=== RECORD LIST ===
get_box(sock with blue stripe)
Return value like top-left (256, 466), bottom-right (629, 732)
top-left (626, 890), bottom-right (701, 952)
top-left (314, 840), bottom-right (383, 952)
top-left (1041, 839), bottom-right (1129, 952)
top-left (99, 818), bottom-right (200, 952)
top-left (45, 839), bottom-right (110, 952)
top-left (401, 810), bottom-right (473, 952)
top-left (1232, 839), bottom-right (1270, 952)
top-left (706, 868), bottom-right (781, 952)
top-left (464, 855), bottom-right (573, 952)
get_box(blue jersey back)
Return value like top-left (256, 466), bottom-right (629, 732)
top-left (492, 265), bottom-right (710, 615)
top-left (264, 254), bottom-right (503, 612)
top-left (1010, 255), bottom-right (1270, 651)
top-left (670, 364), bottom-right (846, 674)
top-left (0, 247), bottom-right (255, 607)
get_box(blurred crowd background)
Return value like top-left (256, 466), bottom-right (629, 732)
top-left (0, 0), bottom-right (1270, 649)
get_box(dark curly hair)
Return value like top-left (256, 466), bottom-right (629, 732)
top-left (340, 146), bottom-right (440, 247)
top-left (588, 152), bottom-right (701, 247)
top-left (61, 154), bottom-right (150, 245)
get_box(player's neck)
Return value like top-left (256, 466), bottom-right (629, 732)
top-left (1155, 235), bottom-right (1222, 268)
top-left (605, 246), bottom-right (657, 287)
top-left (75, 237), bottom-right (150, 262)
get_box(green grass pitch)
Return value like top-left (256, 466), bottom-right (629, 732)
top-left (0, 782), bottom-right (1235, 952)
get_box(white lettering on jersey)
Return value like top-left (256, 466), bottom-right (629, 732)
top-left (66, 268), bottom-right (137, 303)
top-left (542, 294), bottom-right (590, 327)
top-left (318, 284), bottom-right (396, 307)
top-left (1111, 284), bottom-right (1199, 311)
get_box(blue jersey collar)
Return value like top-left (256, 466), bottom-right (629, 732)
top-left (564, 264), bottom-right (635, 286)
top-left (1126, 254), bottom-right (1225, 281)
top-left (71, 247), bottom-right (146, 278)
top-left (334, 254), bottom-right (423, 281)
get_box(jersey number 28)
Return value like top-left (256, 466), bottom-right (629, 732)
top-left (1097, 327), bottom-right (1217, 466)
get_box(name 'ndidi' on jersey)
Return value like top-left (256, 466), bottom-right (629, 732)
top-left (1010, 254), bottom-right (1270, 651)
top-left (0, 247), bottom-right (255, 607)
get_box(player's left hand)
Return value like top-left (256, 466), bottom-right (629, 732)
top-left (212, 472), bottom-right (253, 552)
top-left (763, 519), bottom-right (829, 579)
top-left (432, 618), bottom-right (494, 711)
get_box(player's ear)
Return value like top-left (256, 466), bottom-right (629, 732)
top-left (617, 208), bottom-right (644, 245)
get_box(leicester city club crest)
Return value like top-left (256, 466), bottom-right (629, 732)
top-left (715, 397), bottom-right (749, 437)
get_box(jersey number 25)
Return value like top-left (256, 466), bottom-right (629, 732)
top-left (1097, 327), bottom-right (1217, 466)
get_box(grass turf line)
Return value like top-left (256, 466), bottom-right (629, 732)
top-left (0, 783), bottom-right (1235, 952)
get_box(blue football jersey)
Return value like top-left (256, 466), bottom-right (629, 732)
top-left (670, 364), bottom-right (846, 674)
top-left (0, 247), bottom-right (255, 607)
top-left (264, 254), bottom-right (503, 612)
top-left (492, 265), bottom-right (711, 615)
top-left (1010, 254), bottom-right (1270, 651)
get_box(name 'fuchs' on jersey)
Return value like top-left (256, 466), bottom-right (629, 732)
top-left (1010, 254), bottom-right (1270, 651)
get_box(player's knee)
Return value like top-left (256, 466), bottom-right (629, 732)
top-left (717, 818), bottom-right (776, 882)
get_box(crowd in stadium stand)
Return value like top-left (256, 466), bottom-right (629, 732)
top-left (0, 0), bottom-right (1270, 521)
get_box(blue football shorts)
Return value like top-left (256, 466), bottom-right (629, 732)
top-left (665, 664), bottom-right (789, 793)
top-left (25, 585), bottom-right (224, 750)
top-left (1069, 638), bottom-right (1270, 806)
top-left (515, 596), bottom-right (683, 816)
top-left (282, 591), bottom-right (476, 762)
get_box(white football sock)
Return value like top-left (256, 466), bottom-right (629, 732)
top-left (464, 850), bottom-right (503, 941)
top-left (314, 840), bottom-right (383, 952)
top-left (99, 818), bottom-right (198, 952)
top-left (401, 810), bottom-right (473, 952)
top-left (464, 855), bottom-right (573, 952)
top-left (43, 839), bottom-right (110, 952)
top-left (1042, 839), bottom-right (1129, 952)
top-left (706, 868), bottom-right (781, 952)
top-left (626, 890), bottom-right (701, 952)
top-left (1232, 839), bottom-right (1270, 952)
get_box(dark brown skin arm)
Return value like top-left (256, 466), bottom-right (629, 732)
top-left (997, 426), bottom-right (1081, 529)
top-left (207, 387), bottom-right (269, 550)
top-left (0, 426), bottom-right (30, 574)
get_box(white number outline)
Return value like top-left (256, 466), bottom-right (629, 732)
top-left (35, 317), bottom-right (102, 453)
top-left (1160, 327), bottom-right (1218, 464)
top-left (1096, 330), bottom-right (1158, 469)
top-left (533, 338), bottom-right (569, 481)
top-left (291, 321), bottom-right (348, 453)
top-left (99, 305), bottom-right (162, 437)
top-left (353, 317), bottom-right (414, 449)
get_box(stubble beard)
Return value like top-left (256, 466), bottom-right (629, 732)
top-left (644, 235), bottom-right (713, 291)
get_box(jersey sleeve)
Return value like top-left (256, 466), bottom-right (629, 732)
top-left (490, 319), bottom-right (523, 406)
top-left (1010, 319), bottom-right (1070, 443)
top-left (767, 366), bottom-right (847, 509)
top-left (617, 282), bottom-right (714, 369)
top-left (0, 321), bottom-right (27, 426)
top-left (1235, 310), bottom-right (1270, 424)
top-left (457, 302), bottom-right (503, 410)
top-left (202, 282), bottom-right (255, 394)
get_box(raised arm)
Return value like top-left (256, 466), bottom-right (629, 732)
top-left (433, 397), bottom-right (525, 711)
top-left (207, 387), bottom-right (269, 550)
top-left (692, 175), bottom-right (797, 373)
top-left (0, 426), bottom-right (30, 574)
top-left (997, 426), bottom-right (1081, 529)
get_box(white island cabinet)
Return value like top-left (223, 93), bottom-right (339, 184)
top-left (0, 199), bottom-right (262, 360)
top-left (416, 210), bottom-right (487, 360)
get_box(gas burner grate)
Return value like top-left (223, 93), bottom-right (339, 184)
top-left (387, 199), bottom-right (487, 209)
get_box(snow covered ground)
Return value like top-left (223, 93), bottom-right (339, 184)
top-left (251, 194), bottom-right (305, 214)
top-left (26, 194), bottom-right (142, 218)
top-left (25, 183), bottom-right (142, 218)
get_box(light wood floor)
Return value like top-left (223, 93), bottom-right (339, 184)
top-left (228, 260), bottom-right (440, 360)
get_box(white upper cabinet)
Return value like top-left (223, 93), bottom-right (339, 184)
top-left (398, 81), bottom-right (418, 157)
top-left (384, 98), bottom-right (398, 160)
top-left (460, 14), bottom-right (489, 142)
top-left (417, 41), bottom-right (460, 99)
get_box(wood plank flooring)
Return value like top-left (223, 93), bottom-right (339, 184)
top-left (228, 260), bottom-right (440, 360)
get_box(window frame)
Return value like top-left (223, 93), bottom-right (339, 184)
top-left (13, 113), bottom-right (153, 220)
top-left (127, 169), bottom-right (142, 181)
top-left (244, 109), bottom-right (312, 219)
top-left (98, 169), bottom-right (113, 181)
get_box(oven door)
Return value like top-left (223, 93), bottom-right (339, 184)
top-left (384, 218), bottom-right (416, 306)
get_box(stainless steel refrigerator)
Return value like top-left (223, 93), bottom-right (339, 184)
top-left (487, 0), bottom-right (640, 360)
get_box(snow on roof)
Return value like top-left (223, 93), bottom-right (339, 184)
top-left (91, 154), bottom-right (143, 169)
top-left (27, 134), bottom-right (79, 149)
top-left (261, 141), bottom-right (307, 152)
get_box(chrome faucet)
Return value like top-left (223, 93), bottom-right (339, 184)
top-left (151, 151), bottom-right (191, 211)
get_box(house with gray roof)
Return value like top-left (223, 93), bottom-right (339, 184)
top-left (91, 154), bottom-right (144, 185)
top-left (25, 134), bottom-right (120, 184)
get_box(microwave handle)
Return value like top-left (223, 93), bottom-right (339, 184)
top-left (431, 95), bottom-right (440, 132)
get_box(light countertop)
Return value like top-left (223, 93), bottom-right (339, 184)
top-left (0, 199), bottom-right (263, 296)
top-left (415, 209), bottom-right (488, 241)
===
# [THE REQUEST]
Can you write out the data again, from its first line through the line with "top-left (99, 818), bottom-right (200, 952)", changing "blue stripe" to "red stripe" and leaving the rest untouched?

# [EXERCISE ANSWER]
get_box(sock with red stripe)
Return value like top-left (256, 466), bottom-right (629, 732)
top-left (626, 890), bottom-right (701, 952)
top-left (314, 840), bottom-right (383, 952)
top-left (1041, 839), bottom-right (1129, 952)
top-left (99, 818), bottom-right (200, 952)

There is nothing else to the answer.